[DATA SHOWN]:
=== Begin Enclosure ===

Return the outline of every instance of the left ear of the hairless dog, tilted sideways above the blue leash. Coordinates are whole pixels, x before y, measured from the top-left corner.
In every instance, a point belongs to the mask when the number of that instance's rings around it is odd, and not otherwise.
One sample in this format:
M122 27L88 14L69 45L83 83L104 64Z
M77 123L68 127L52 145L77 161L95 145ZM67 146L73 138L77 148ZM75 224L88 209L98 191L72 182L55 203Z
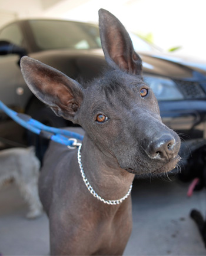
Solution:
M29 57L21 58L21 71L32 93L57 114L77 122L84 90L77 81Z

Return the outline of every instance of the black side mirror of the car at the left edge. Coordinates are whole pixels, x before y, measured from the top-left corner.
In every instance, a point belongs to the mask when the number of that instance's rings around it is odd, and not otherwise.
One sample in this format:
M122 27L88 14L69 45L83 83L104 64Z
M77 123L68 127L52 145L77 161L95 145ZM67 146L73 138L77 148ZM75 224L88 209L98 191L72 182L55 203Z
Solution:
M18 54L19 57L27 55L27 52L24 48L19 47L18 45L12 44L8 41L0 41L0 55L8 54Z

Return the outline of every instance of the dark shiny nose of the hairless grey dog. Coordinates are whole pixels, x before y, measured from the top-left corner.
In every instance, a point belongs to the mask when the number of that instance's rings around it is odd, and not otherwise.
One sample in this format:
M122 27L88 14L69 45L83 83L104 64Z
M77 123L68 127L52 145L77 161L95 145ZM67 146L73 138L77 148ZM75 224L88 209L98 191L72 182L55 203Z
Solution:
M178 153L178 145L171 134L162 135L147 146L147 154L152 159L170 160Z

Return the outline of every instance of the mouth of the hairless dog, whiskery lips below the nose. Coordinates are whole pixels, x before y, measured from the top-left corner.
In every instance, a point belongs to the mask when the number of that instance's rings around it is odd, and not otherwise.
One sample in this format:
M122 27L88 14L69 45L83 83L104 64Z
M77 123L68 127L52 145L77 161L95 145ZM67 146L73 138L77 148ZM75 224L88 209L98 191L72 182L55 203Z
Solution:
M137 174L137 175L146 174L146 173L158 174L163 172L170 172L171 170L175 169L179 161L180 161L180 156L177 155L176 157L174 157L169 162L165 163L164 165L162 165L160 168L156 170L145 170L144 172L139 172L131 168L127 168L125 170L127 170L127 172L129 173Z

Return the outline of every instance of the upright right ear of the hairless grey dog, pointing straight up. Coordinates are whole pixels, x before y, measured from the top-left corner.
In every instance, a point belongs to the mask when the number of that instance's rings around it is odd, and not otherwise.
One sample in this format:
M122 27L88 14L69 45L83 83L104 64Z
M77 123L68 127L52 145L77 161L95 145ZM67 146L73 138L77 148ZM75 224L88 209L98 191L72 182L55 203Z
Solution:
M141 75L142 60L121 22L105 9L99 9L99 32L107 63L129 74Z

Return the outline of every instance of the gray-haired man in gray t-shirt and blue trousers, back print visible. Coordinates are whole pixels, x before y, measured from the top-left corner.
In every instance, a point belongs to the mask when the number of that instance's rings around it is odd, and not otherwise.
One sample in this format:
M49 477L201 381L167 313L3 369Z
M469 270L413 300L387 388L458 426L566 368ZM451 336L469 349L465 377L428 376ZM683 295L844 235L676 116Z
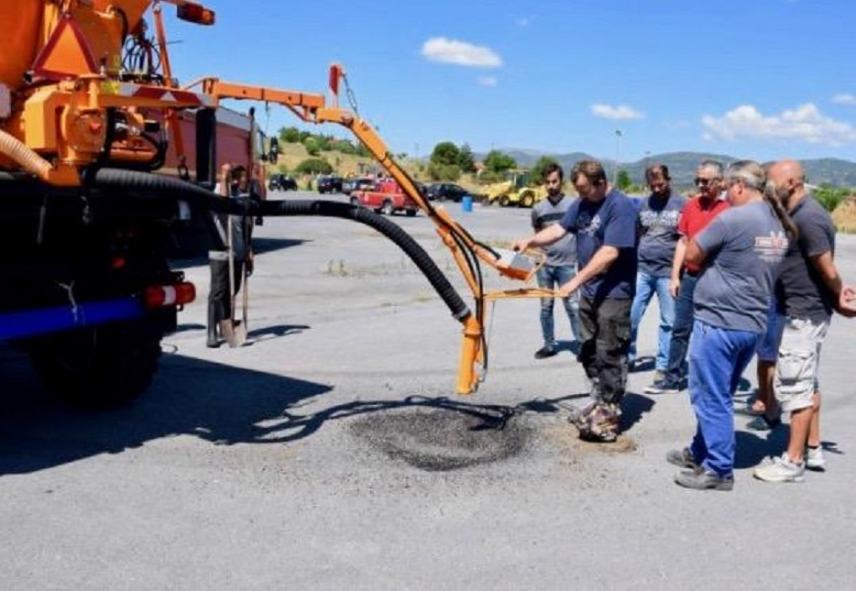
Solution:
M701 273L694 293L689 391L698 426L692 444L666 459L686 470L675 482L698 490L734 486L734 403L743 370L767 330L773 284L793 224L764 195L757 162L731 164L725 186L732 207L687 245L686 260Z

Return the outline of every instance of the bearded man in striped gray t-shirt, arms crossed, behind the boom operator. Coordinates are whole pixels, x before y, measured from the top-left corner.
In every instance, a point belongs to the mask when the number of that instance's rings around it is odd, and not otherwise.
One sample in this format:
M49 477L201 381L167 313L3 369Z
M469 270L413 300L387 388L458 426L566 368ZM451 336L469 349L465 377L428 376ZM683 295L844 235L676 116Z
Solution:
M540 232L547 226L559 223L573 203L573 199L562 193L564 173L558 164L550 165L544 171L544 184L547 198L532 208L532 227ZM568 232L565 236L544 247L547 260L538 270L538 285L554 289L570 281L577 272L576 237ZM563 298L562 303L571 323L571 333L575 343L580 342L579 303L577 295ZM553 326L553 298L541 298L541 333L544 346L535 352L535 359L552 357L558 352L555 329Z

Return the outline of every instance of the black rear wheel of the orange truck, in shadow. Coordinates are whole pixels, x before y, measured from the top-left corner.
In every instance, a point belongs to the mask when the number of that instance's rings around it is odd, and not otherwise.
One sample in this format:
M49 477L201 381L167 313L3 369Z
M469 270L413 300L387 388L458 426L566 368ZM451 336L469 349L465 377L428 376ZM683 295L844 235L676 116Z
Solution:
M130 402L151 384L161 334L145 320L52 335L30 351L45 386L76 406L104 408Z

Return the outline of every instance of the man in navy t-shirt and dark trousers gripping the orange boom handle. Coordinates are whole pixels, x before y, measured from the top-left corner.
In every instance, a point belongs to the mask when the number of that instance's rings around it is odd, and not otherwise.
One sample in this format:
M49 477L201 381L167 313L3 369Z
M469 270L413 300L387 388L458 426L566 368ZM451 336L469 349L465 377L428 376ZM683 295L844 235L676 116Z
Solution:
M561 222L518 240L514 249L546 246L568 233L576 235L579 271L558 292L569 297L580 290L582 345L578 359L592 381L594 400L572 420L583 438L615 441L627 381L637 212L629 197L609 186L599 162L577 162L570 177L580 199Z

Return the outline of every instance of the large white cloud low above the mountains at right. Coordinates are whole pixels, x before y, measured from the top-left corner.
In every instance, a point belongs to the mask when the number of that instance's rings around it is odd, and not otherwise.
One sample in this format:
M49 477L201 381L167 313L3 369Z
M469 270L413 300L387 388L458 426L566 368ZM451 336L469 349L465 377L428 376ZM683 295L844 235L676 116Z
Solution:
M740 105L721 117L705 115L701 123L712 137L726 140L802 140L830 146L856 142L856 128L844 121L826 117L812 103L777 115L764 115L754 105Z

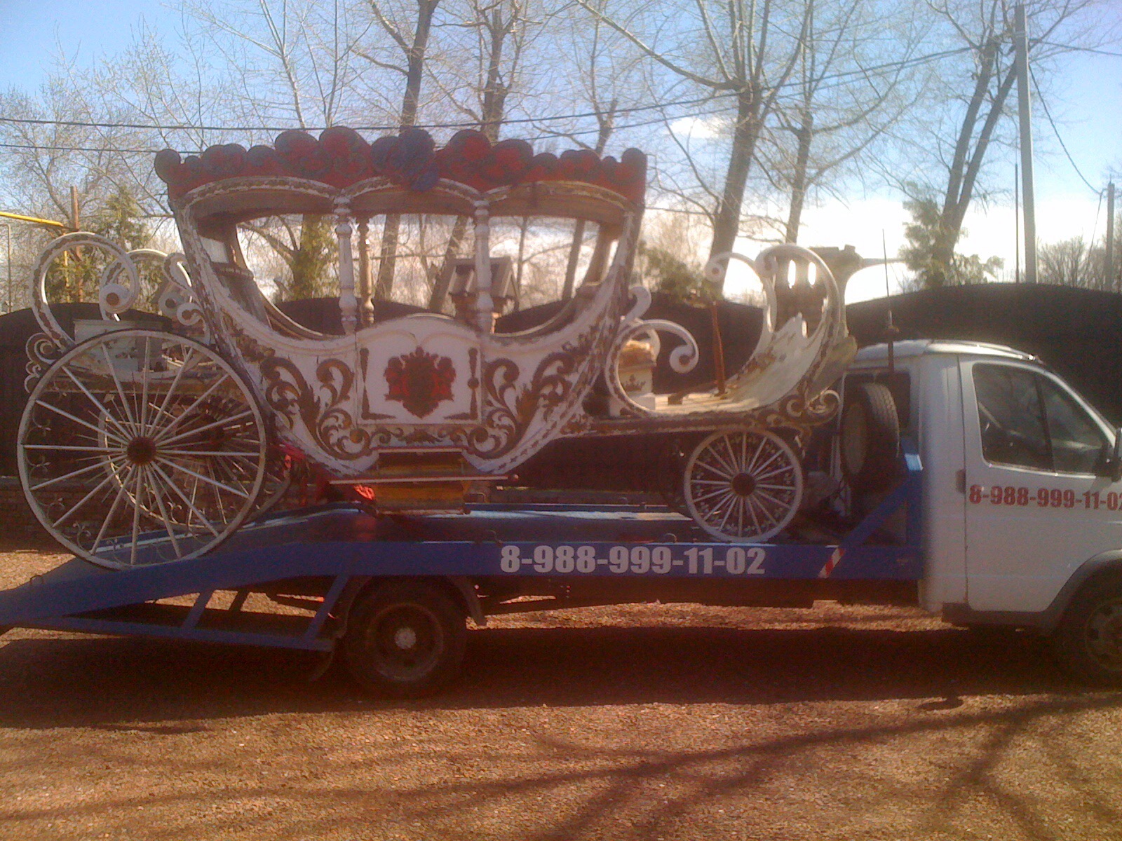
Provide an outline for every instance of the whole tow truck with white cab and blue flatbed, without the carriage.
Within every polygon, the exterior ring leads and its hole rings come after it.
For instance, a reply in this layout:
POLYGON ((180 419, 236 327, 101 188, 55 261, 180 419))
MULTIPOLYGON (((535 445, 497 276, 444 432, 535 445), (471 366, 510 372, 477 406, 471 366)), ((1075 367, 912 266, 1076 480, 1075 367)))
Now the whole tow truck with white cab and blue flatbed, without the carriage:
POLYGON ((1027 629, 1080 681, 1122 684, 1122 432, 996 345, 866 348, 839 390, 806 465, 817 491, 766 543, 712 542, 664 505, 333 503, 264 516, 197 558, 145 565, 146 536, 120 547, 131 569, 75 558, 0 593, 0 625, 339 654, 365 687, 419 696, 460 671, 468 619, 835 600, 1027 629))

=== End Enclosure ===

[ASSIGNED TASK]: The whole of the data needs to be copied word for word, though not its pictures.

[TASK RESPONSE]:
Return the outline of every instance of the left ear of the hairless dog, tilted sideways above the blue leash. Coordinates are whole pixels, x before y, measured from the top-left corner.
In every instance, a point belongs to the mask when the number of that instance's rings around it is odd, and not otherwise.
One sample in this format:
M122 27L88 14L69 45L83 83L104 64Z
M77 123L68 127L52 145L77 161L95 145ZM67 146L73 138L77 148ZM75 224L88 209L98 191L72 182L55 203Z
Solution:
M29 57L21 58L21 71L32 93L57 114L77 122L84 90L77 81Z

Return the outline of every instance of the black side mirror of the car at the left edge. Coordinates are whole pixels, x before y, measured from the top-left corner.
In every instance, a point belongs to the mask when the number of that instance's rings around it is odd, and not otherwise.
One sample in this format:
M122 27L88 14L69 45L83 83L104 64Z
M77 123L68 127L52 145L77 161L95 145ZM67 146L73 138L77 148ZM75 224L88 209L98 191L72 182L55 203Z
Solution:
M18 54L19 57L27 55L27 52L24 48L19 47L18 45L12 44L8 41L0 41L0 55L8 54Z

Return the outline of every instance of the dark shiny nose of the hairless grey dog. Coordinates are whole pixels, x before y, measured from the top-left corner.
In every instance, a point belongs to the mask when the number of that instance's rings around it is odd, and not otherwise.
One sample in this format:
M122 27L88 14L69 45L83 83L104 64Z
M77 123L68 127L52 145L77 161L95 145ZM67 146L73 138L77 148ZM75 224L88 209L98 191L72 182L55 203Z
Solution:
M178 153L178 145L171 134L162 135L147 146L147 154L152 159L170 160Z

Return the outline of every instance of the mouth of the hairless dog, whiskery lips below the nose. Coordinates are whole pixels, x before y, measured from the top-left corner.
In every instance, a point belongs to the mask when the number of that instance's rings around it is odd, and not otherwise.
One sample in this format:
M122 27L88 14L69 45L83 83L104 64Z
M77 123L68 127L52 145L77 161L95 145ZM67 146L73 138L77 148ZM75 224L88 209L98 191L72 182L55 203Z
Solution:
M137 174L137 175L146 174L146 173L158 174L163 172L170 172L171 170L175 169L179 161L180 161L180 156L177 155L176 157L174 157L169 162L165 163L164 165L162 165L160 168L156 170L145 170L144 172L139 172L131 168L127 168L125 170L127 170L127 172L129 173Z

Return the outline of every instance of the upright right ear of the hairless grey dog, pointing straight up. Coordinates are whole pixels, x before y, measured from the top-left corner.
In every instance, a point belongs to the mask when the number of that instance's rings around it is odd, and not otherwise.
One sample in this format:
M122 27L88 14L69 45L83 83L104 64Z
M77 123L68 127L52 145L77 161L95 145ZM67 146L73 138L77 148ZM75 224L88 209L98 191L72 182L55 203Z
Solution:
M141 75L142 60L121 22L105 9L99 9L99 32L107 63L129 74Z

Return the outline of every instance of the gray-haired man in gray t-shirt and blue trousers, back print visible. Coordinates are whole pixels, x before y, measured from the top-left corner.
In every instance, a point belongs to the mask when the number of that instance's rings around it is odd, and not otherwise.
One sample in this format:
M49 477L201 381L167 313L3 369Z
M469 270L413 300L387 388L458 426L566 368ZM451 336L469 349L465 377L428 376ZM683 295L844 235L676 116Z
Solution:
M701 273L694 293L689 391L698 426L692 444L666 459L686 470L675 482L698 490L734 486L734 403L743 370L767 330L773 284L793 224L764 195L757 162L731 164L725 186L732 207L687 245L686 260Z

Return the outline of every instance of the bearded man in striped gray t-shirt, arms crossed, behind the boom operator. Coordinates are whole pixels, x before y, measured from the top-left corner.
In every instance, a point belongs to the mask when the number of that instance's rings around it is odd, and not otherwise.
One sample in this format:
M49 477L201 381L167 313L3 369Z
M469 270L413 300L387 388L458 426L566 368ZM451 336L469 349L465 377L428 376ZM683 295L844 235L676 116Z
Solution:
M540 232L547 226L559 223L573 203L573 199L562 193L564 173L558 164L550 165L544 171L544 184L547 198L532 208L532 227ZM568 232L565 236L544 247L547 260L538 270L538 285L554 289L570 281L577 272L576 237ZM563 298L562 303L571 323L571 333L575 343L580 342L579 303L577 295ZM553 326L553 298L541 298L541 333L544 346L535 352L535 359L552 357L558 352L555 329Z

Return the outline of every instance of the black rear wheel of the orange truck, in shadow. Coordinates are whole pixels, x before y, measured from the top-left corner.
In every instance, a point belongs to the mask when the number of that instance's rings around it is odd, and not otherwise.
One sample in this format:
M49 477L201 381L167 313L3 369Z
M469 270L413 300L387 388L458 426L566 368ZM451 336L469 349L465 377L428 376ZM683 295L844 235L676 116Z
Solution:
M130 402L151 384L161 334L145 320L52 335L30 351L45 386L76 406L104 408Z

Return the outline of every instance of the man in navy t-shirt and dark trousers gripping the orange boom handle. Coordinates are whole pixels, x before y, measured from the top-left corner.
In every instance, a point belongs to the mask when the number of that instance's rings around it is odd, and not otherwise.
One sample in this format:
M49 477L201 381L167 313L3 369Z
M469 270L413 300L387 388L458 426L566 368ZM451 336L469 349L465 377L428 376ZM683 295L844 235L676 116Z
Solution:
M561 222L518 240L514 249L546 246L568 233L576 235L579 271L558 292L569 297L580 290L582 345L578 359L592 381L594 400L572 420L583 438L615 441L627 381L637 212L629 197L609 186L599 162L577 162L570 177L580 199Z

Return the outline of every instance of the large white cloud low above the mountains at right. Coordinates are whole pixels, x before y, measured from the top-left corner.
In every instance, a point belongs to the mask when the number of that instance's rings around it is odd, and not otherwise.
One sample in this format:
M49 477L201 381L167 313L3 369Z
M469 270L413 300L387 388L458 426L566 368ZM451 336L469 349L465 377L428 376ZM683 295L844 235L676 116Z
Solution:
M740 105L721 117L705 115L701 123L712 137L726 140L802 140L830 146L856 142L856 128L844 121L826 117L812 103L777 115L764 115L754 105Z

Provide an outline for every instance of the whole tow truck with white cab and blue flatbed, without the carriage.
Within every polygon, the exterior ring leads and its hole rings come after it.
For instance, a reply in this layout:
POLYGON ((180 419, 236 327, 101 188, 55 261, 180 419))
MULTIPOLYGON (((535 445, 497 276, 444 432, 535 445), (471 366, 510 372, 477 406, 471 366)), ((1075 367, 912 266, 1076 480, 1075 367)))
Now the whole tow truck with white cab and blue flatbed, without the carriage:
POLYGON ((1027 629, 1080 681, 1122 684, 1122 432, 996 345, 866 348, 839 390, 806 465, 817 491, 766 543, 712 542, 664 505, 333 503, 264 516, 197 558, 145 565, 146 536, 120 547, 131 569, 75 558, 0 593, 0 625, 339 654, 365 687, 419 696, 460 671, 468 619, 835 600, 1027 629))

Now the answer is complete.